SUPPLIED PASSAGE -

○ ○ ○

Shamshad Bibi, Nargis Danish, Anisa Fawad, Muhammad Jamil


Background: Postpartum haemorrhage (PPH) is one of the leading causes of maternal morbidity and
mortality .Its causes & risk factors are important for its prevention and management. Poor, unhealthy, high
parity women delivering away from health facility are usual victims. The purpose of this study is to
determine causes of PPH, risk factors, preventable factors and to assess treatment measures adopted.
Methods: This retrospective study is carried out in Gynaecology 'B' unit of Ayub Teaching Hospital
Abbottabad. All patients admitted with PPH or developed PPH within hospital from 1st Jan–31st Dec 2006
are included. Exclusion criteria were patients with bleeding disorders and on anticoagulants. Records of
admissions, deliveries, caesareans, major & minor procedures and history charts were thoroughly
evaluated for details. Details included age, parity, socioeconomic status, transportation facility, distance
from hospital, onset of labours, birth attendant skilled/unskilled, evaluation of risk factors, duration of
labour and mode of delivery. Patient’s general health, anaemia, shock, abdominal and pelvic examination
and laboratory findings were also taken in to account. Treatment measures including medical, surgical,
blood transfusions were evaluated. Results: The most important cause was uterine atony, 96 (70.5%) and
traumatic lesions of genital tract, 40 (29.4%). Factors causing uterine atony were augmented labour 20
(20.9%), prolonged labour 21 (21.9%), retained placental tissues, 11 (12.5%), retained placenta, 11
(11.4%) Couvelliar uterus, 10 (10.4%), placenta preavia, 8 (8.3%), placenta increta, 7 (7.3%),
chorioamnionitis 5 (5.2%), and multiple pregnancy, 2 (2.1%). Risk factors, grand multiparity 70 (51.5%),
antepartum haemorrhage 12 (8.9%), instrumental delivery 10(7.3%), previous PPH, 6 (4.5%),
choreoamnionitis, 5 (3.6%), multiple pregnancy, 2 (1.5%), no risk factor, 21 (15.4%). Socioeconomic
status was poor (75) & lower middle class (61). Induced labour, 33 (24.3%), augmented labour 62
(45.5%).Uterotonics used for prophylaxis in 30 (22%), for treatment of PPH, 106 (78%). Patients
delivered by traditional birth attendants 70 (51.4%), lady health workers 40 (29.4%) & doctors 26
(19.2%).Uterine massage performed in 30 (22%), minor surgical procedures 33 (24.3%), manual removal
of retained placenta, 11 (8%), hysterectomy, 50 (36.7%), & compression sutures were applied in 3 (2.2%).

○ ○ ○

SUPPLIED DATA -
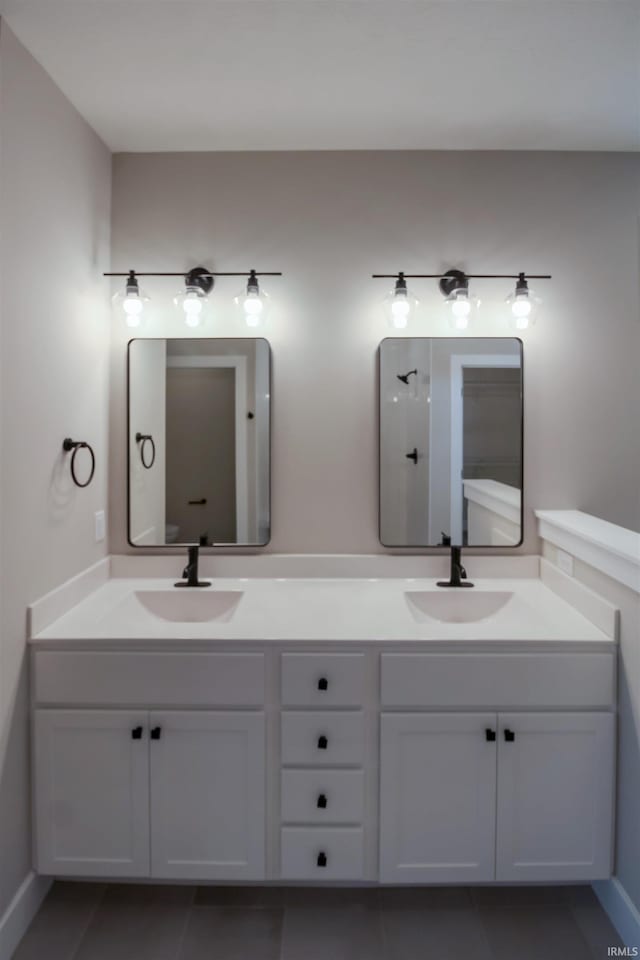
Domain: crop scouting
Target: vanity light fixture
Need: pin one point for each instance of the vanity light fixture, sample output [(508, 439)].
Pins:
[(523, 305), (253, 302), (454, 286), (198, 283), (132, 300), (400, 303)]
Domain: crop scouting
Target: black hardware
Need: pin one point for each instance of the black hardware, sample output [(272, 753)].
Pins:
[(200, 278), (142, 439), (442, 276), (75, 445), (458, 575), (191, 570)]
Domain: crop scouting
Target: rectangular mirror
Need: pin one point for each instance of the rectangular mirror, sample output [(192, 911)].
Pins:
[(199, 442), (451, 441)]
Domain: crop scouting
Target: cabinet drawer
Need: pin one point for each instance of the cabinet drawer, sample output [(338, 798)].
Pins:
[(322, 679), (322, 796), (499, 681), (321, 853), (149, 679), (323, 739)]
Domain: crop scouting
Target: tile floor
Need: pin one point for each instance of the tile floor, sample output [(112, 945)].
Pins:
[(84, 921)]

○ ○ ○

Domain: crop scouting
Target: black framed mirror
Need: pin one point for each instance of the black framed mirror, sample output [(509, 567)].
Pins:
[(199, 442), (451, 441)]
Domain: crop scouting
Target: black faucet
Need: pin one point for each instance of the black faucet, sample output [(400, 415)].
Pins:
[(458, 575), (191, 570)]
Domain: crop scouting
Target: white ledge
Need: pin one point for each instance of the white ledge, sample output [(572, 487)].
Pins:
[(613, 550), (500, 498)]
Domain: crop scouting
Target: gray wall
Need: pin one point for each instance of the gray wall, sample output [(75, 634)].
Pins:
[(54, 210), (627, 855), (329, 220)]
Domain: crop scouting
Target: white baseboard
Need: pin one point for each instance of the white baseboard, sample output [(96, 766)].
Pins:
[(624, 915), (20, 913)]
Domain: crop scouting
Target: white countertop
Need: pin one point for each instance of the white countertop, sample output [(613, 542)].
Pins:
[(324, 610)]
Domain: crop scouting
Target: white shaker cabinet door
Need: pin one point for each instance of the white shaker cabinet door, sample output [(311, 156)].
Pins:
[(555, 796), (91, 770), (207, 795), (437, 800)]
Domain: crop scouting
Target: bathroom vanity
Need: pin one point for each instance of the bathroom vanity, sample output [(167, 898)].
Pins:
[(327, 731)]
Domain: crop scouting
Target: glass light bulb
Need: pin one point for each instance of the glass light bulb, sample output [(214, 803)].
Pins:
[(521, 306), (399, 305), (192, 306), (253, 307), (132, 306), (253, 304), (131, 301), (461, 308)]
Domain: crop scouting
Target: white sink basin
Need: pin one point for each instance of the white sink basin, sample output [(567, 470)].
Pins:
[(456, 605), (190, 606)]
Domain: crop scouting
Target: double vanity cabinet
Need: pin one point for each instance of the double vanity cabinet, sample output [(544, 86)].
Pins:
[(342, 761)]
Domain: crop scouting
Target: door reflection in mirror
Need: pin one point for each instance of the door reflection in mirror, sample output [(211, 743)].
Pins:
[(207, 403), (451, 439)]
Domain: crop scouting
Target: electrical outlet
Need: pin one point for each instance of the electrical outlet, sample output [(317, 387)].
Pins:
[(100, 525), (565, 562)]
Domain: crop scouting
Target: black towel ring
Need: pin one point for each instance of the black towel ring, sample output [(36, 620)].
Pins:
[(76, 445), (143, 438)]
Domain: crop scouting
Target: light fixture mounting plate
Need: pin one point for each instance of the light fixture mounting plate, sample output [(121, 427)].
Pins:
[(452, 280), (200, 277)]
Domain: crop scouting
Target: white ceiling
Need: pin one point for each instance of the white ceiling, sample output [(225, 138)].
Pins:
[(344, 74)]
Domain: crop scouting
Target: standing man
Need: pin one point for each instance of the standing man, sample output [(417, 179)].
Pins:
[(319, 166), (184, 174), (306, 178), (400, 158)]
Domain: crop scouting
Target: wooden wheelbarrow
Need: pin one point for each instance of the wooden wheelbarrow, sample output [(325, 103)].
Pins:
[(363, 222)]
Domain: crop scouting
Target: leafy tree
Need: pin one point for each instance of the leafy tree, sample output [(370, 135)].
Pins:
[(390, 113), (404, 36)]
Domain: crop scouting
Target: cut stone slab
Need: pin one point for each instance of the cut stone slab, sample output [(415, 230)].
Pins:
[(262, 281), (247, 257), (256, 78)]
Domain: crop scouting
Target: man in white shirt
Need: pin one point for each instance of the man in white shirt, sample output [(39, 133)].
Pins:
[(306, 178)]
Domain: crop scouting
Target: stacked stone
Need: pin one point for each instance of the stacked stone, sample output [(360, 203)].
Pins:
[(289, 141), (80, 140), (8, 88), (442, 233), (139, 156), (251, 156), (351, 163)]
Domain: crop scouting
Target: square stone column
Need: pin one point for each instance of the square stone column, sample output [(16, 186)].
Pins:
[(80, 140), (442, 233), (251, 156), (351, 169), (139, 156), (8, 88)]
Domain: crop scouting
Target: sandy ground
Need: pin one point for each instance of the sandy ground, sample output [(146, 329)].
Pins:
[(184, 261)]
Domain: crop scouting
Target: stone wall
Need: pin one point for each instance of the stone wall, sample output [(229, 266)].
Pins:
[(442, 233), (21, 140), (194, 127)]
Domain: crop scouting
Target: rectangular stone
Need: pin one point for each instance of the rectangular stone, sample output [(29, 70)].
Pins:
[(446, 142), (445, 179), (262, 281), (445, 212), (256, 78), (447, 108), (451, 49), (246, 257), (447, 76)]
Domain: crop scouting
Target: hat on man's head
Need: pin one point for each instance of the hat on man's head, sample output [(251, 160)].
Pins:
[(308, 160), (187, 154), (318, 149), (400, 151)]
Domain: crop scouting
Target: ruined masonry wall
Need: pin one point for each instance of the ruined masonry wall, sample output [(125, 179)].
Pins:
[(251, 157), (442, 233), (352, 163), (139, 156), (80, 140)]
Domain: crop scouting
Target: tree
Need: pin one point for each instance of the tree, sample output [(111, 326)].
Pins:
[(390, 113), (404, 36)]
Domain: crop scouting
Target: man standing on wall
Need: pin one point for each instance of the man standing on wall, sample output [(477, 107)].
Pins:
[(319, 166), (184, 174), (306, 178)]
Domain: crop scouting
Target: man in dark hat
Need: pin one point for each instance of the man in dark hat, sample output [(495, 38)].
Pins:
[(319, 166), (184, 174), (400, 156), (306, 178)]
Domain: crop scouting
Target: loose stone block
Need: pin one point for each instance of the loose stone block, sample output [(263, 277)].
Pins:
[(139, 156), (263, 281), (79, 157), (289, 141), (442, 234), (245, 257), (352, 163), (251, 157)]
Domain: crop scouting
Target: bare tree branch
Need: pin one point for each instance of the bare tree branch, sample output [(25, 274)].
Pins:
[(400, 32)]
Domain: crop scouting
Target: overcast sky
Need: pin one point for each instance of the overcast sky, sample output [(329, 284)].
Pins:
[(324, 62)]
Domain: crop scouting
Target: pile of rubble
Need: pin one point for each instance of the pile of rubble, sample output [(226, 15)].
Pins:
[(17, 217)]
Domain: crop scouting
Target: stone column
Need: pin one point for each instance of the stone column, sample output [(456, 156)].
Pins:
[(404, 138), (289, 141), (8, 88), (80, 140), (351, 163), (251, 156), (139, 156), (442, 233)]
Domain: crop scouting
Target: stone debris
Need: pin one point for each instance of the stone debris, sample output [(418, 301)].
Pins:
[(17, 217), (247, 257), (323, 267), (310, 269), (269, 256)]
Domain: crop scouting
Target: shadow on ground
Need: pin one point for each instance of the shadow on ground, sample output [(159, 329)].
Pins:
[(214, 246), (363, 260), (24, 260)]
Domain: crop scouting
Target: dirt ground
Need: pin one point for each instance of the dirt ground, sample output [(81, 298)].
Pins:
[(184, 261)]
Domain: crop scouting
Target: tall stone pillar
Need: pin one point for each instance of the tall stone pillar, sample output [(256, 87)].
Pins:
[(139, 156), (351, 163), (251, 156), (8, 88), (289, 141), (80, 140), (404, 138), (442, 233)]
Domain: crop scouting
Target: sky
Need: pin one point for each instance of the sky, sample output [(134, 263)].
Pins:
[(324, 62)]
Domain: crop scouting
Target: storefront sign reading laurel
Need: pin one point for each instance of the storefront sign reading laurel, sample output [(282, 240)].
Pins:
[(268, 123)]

○ ○ ○

WORK TASK - Please rewrite the part of the postpartum hemorrhage abstract that opens with "Shamshad Bibi, Nargis" and closes with "treatment measures adopted.", changing "health facility" to "hospital".

SOLUTION FOR THIS PROBLEM -
Shamshad Bibi, Nargis Danish, Anisa Fawad, Muhammad Jamil


Background: Postpartum haemorrhage (PPH) is one of the leading causes of maternal morbidity and
mortality .Its causes & risk factors are important for its prevention and management. Poor, unhealthy, high
parity women delivering away from hospital are usual victims. The purpose of this study is to
determine causes of PPH, risk factors, preventable factors and to assess treatment measures adopted.